Written task 1. In the passage on applying a vaex model to the test set, reproduce verbatim the portion starting at "df_test.state_set(state)" and ending at "plt.figure(figsize=(8, 4))".
Written task 2. In the passage on applying a vaex model to the test set, what accuracy does the model achieve?

Passage given.
==================================================

Assuming we are happy with the performance of the model, we can continue and apply our transformations and model to the test set. Unlike other libraries, we do not need to explicitly create a pipeline here in order to propagate the transformations. In fact, with vaex
and vaex.ml
, a pipeline is automatically being created as one is doing the exploration of the data. Each vaex
DataFrame contains a state, which is a (serializable) object containing information of all transformations applied to the DataFrame (filtering, creation of new virtual columns, transformations).
Recall that the outputs of both the PCA transformation and the boosted model were in fact virtual columns, and thus are stored in the state of df_train
. All we need to do, is to apply this state to another similar DataFrame (e.g. the test set), and all the changes will be propagated.
In [6]:
state = df_train.state_get()
df_test.state_set(state)
df_test
Out[6]:
In [7]:
from sklearn.metrics import accuracy_score
acc = accuracy_score(y_true=df_test.class_.values, y_pred=df_test.prediction.values)
acc *= 100.
print(f'Test set accuracy: {acc}%')
The model get perfect accuracy of 100%. This is not surprising as this problem is rather easy: doing a PCA transformation on the features nicely separates the 3 flower species. Plotting the first two PCA axes, and colouring the samples according to their class already shows an almost perfect separation.
In [8]:
plt.figure(figsize=(8, 4))
df_test.scatter(df_test.PCA_0, df_test.PCA_1, c_expr=df_test.class_, s=50)
plt.show()

==================================================

Data excerpts.
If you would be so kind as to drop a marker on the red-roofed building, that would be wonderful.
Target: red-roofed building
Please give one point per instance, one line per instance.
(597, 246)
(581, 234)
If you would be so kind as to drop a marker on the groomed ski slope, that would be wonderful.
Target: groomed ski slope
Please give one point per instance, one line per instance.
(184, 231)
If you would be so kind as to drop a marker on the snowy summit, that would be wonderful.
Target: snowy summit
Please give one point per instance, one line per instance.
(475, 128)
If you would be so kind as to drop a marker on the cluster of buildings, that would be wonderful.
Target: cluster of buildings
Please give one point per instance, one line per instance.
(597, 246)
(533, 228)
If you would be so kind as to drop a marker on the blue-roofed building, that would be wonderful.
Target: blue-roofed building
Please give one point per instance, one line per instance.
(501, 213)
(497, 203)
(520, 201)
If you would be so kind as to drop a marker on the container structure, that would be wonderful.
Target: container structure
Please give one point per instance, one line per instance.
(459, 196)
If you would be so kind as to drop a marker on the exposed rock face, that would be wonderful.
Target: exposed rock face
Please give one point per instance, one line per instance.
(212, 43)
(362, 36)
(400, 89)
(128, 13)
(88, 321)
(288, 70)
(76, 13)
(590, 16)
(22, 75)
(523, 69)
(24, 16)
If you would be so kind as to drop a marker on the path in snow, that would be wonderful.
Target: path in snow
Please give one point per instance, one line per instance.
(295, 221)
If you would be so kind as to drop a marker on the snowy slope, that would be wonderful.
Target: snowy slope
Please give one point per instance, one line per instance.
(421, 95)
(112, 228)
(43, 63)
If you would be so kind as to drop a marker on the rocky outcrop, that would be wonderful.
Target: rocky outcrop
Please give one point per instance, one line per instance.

==================================================

Full response 1.
df_test.state_set(state)
df_test
Out[6]:
In [7]:
from sklearn.metrics import accuracy_score
acc = accuracy_score(y_true=df_test.class_.values, y_pred=df_test.prediction.values)
acc *= 100.
print(f'Test set accuracy: {acc}%')
The model get perfect accuracy of 100%. This is not surprising as this problem is rather easy: doing a PCA transformation on the features nicely separates the 3 flower species. Plotting the first two PCA axes, and colouring the samples according to their class already shows an almost perfect separation.
In [8]:
plt.figure(figsize=(8, 4))

Full response 2. A perfect accuracy of 100%.